What is needed:
All of the entries must be duplicated exactly.
++++
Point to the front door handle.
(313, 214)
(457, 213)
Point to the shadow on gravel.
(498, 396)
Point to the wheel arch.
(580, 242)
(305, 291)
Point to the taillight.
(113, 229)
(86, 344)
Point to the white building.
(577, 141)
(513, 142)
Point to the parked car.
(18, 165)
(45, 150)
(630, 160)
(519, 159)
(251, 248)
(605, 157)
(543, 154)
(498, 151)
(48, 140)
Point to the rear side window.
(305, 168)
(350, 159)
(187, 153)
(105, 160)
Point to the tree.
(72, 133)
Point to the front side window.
++++
Answer box:
Point to the front door handle.
(313, 214)
(457, 213)
Point to the shadow on gravel.
(498, 396)
Point to the wheel arch.
(580, 242)
(305, 291)
Point to the taillight.
(113, 229)
(86, 344)
Point to the white building.
(577, 141)
(513, 142)
Point to the parked car.
(18, 165)
(45, 150)
(630, 160)
(519, 159)
(251, 248)
(605, 157)
(543, 154)
(498, 151)
(48, 140)
Point to the rear side window.
(305, 168)
(350, 159)
(187, 153)
(105, 160)
Point to the tree.
(72, 133)
Point to the front side window.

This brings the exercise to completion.